(Washington Blade Photo by Michael Key)
A transgender teenage girl withdrew from an Irish dance competition in Orlando after a campaign by a Florida Attorney General James Uthmeier, two Republican members of Congress and Concerned Women for America.
The competition was scheduled for July 2-7 at the Rosen Centre Hotel, according to the Irish Dance Teachers’ Association of North America and the championship’s official website.
She was slated to compete July 7 in the girls’ 17-and-under division but did not, online contest results show.
On June 24, U.S. Reps. Randy Fine and Greg Steube sent a letter to An Coimisiún Le Rincí Gaelacha, or CLRG, the Dublin-based governing body for Irish dance, and the Irish Dance Teachers’ Association of North America, or IDTANA, ahead of the North American Irish Dance Championships.
“Biological males do not belong in girls’ dance,” Fine wrote in a social media post sharing the letter. “Florida law is clear: girls’ categories are for biological females.”
In the letter, Fine and Steube demanded that the Irish dance organizations “stop allowing boys to compete in and win girls’ categories in Orlando.” They cited Florida’s 2021 Fairness in Women’s Sports Act, which bars transgender girls and women from participating on girls’ and women’s school athletic teams consistent with their gender identity. The law applies to public secondary schools and public postsecondary institutions.

Saved entries
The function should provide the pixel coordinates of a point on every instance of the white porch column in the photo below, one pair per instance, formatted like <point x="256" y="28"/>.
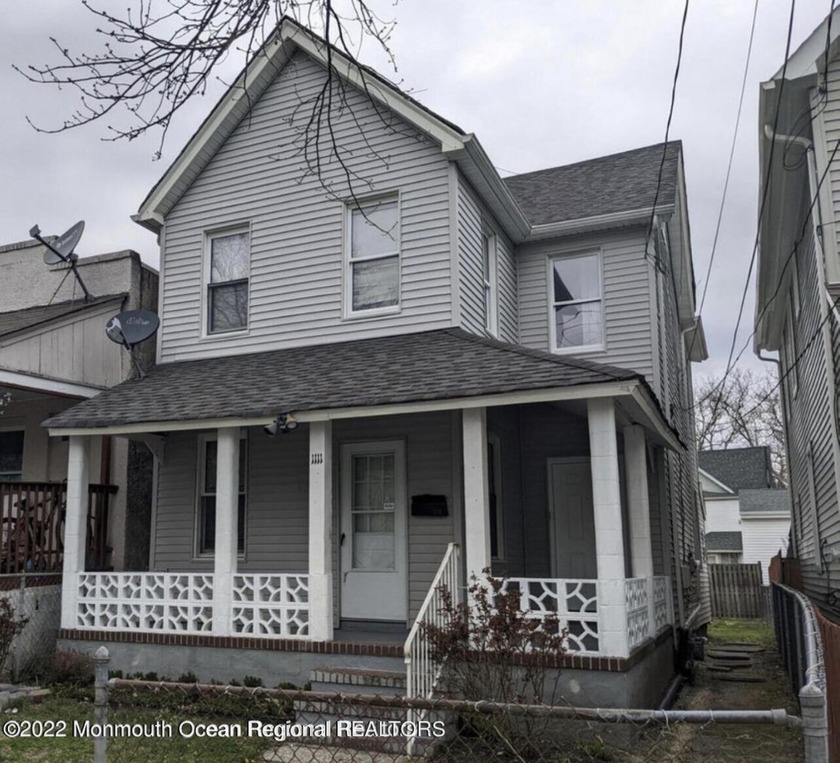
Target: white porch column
<point x="476" y="492"/>
<point x="75" y="525"/>
<point x="320" y="531"/>
<point x="635" y="468"/>
<point x="609" y="540"/>
<point x="227" y="527"/>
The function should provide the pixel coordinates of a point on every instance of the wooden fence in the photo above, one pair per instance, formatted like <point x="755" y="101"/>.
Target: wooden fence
<point x="737" y="590"/>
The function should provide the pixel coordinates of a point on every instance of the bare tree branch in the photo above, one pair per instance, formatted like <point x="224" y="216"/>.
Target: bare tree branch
<point x="742" y="411"/>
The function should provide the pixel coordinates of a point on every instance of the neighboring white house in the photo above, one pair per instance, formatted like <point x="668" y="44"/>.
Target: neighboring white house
<point x="747" y="520"/>
<point x="53" y="353"/>
<point x="446" y="357"/>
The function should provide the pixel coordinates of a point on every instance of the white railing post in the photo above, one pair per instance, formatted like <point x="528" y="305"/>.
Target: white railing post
<point x="75" y="527"/>
<point x="320" y="531"/>
<point x="227" y="529"/>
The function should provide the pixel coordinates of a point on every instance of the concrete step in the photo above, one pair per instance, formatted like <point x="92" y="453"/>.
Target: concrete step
<point x="348" y="680"/>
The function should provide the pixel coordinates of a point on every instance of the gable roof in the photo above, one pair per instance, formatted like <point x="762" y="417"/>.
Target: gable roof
<point x="724" y="541"/>
<point x="426" y="366"/>
<point x="20" y="320"/>
<point x="739" y="468"/>
<point x="606" y="185"/>
<point x="769" y="501"/>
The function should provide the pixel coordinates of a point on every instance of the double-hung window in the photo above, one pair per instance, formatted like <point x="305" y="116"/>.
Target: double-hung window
<point x="576" y="320"/>
<point x="207" y="468"/>
<point x="491" y="282"/>
<point x="373" y="257"/>
<point x="228" y="270"/>
<point x="11" y="455"/>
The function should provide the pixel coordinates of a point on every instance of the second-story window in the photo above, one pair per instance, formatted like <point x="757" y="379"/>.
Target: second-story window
<point x="373" y="257"/>
<point x="577" y="321"/>
<point x="491" y="281"/>
<point x="227" y="281"/>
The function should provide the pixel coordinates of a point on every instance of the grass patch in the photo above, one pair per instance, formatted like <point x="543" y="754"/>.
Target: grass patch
<point x="174" y="748"/>
<point x="742" y="631"/>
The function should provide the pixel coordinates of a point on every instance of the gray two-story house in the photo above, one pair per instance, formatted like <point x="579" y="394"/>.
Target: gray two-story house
<point x="400" y="369"/>
<point x="798" y="291"/>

Work instructions:
1 > In the article about the Irish dance competition, rewrite the paragraph beginning "In the letter, Fine and Steube demanded" as a short bulleted list that keeps its main facts.
2 > Answer these questions using the article about the Irish dance competition:
(a) At which hotel was the competition scheduled to take place?
(b) In which division was the teenager slated to compete?
(c) On what date did Fine and Steube send their letter?
3 > Continue the article about the Irish dance competition from its final sentence.

Expected results:
1 >
- Fine and Steube demanded that the Irish dance organizations "stop allowing boys to compete in and win girls' categories in Orlando."
- They cited Florida's 2021 Fairness in Women's Sports Act.
- That law bars transgender girls and women from school girls' and women's athletic teams consistent with their gender identity.
- It applies to public secondary schools and public postsecondary institutions.

2 >
(a) The Rosen Centre Hotel
(b) The girls' 17-and-under division
(c) June 24

3 >
Uthmeier also threatened legal action against the dance organizations in a June 26 letter, claiming that their policy allowing dancers to compete in divisions corresponding with their gender identity could violate Florida law. Uthmeier became involved after Maggie McKneely, a Concerned Women for America director and former competitive Irish dancer, contacted his office to complain about what she described as “a boy competing as a girl.”
“Your policy of forcing women to compete against biological men who identify as women in your women’s categories deprives women of the full and equal enjoyment of fair competition,” wrote Uthmeier. “My office will not tolerate these sorts of policies, and will take all necessary steps to safeguard the rights and interests of Florida’s female competitors.”
The dispute was not the first confrontation between Concerned Women for America and Irish dance officials over transgender inclusion. After conservative backlash in 2023, when a transgender girl won a competition, IDTANA regional director P.J. McCafferty said allowing transgender dancers was an “established precedent.”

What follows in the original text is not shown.